> The problem
The answer should consist of all the records, copied exactly.

> Recorded information
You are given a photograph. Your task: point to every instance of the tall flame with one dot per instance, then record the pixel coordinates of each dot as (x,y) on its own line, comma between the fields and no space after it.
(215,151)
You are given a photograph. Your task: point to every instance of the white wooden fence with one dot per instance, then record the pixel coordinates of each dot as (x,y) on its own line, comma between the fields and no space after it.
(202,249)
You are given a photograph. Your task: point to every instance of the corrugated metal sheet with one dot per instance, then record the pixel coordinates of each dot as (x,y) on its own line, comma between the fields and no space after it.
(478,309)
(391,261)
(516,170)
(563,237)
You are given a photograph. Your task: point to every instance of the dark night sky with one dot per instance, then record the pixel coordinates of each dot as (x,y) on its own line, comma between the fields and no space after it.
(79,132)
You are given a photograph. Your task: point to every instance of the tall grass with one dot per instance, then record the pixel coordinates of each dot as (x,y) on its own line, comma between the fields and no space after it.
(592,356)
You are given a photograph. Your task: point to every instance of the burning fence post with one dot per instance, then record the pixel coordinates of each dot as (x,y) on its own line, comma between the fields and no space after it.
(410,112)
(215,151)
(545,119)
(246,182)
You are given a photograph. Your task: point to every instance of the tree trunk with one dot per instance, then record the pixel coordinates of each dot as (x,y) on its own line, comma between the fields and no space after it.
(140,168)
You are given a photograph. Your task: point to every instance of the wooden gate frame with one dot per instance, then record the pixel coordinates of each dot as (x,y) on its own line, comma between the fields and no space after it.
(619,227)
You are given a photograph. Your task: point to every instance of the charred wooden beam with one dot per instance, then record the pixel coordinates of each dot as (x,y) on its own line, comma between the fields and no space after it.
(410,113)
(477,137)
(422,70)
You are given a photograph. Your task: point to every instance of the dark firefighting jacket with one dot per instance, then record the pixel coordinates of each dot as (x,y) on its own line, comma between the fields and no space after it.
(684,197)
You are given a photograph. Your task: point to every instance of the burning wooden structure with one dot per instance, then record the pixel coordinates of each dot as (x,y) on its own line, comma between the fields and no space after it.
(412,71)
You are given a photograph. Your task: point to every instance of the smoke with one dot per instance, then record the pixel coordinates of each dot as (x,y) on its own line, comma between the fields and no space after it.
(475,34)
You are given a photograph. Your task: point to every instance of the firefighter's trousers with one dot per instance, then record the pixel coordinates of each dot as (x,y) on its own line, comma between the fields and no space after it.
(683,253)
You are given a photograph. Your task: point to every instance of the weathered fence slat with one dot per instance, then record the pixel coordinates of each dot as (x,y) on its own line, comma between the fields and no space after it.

> Solution to this exercise
You are given a photograph. Your task: point to every instance of the tall flame with one dot per instance, then record the pixel coordinates of each dot as (x,y) on its own line, comma between the fields and no space after it.
(215,151)
You are given a photograph. Your task: point to every instance of the white wooden fence with one dot per instance, then record the pixel coordinates of each dot as (x,y) on its own line, comma between the fields and no space after it.
(202,249)
You are given a photograph. Your task: point to every instance of the corrugated metal sheet with one dot per instance, then record the pixel coordinates of each dot as (x,y) on its own line, comma between the fields and no space after it.
(478,309)
(391,261)
(516,170)
(563,237)
You are given a photograph. Your task: point to every instance of the dark night sky with one dot per instance, then record the pixel coordinates of each dot as (x,y) on its own line, comma between the fields and no space after it.
(79,132)
You are given a photograph. Your task: point to every instance of the tall grass with one dot per instance, then record the pixel coordinates of each dot as (x,y) on its own line, comma between the fields and no space after it.
(592,356)
You are given a photograph. Your task: point to every instance of the burning fence post with one dot per instance, then record the pixel coordinates of each dot as (x,y) on its own line, comma between the fields and no space after it.
(410,112)
(215,151)
(545,119)
(246,182)
You are given a photograph. Your task: point to every instance of the tree trunk with one dot per instance, then record the pixel coordinates of each dot as (x,y) on its own line, comma between the fields and no space after it.
(140,168)
You are given a photograph. Your task: point to every instance of the wooden gate frame with one dot per instance, then record the pixel coordinates of each dot as (x,y) on its own line, comma between the fields and no space after it.
(619,227)
You are given a photograph. Your task: point to every instance of the charred wooden beam with one dot per instance, then record the pixel coordinates of each dot as (x,y) on its own line, comma between the fields and no space after it.
(410,113)
(477,137)
(422,70)
You are given a photograph. Your task: point to every instance of the dark firefighting jacket with one dot per instance, then record the pixel coordinates of each dot as (x,y) on its own line, comma between the fields and no space after it.
(684,197)
You are given a photograph. Your task: point to every instance of the burning wooden structure with one dot per instance, then record the pixel coordinates of each dot as (x,y) on its own line, comma between the fields and no space after it.
(412,71)
You are given a photograph. Your task: point to every instance of the smoke with one dot per instance, then record the pixel coordinates of each dot as (x,y) on its own line, comma between the fields and no space after it.
(475,34)
You are given a photograph. Your task: point to every instance of the firefighter's trousers with one dot per instance, then record the pixel coordinates of each dot as (x,y) on its own line, comma between the fields and no space after it.
(683,253)
You are given a photograph. Your task: point to every instance of the weathered fence slat with one dot per instance, then record the pixel coordinates of each dot as (x,y) on its own line, comma between the fields and no space after it.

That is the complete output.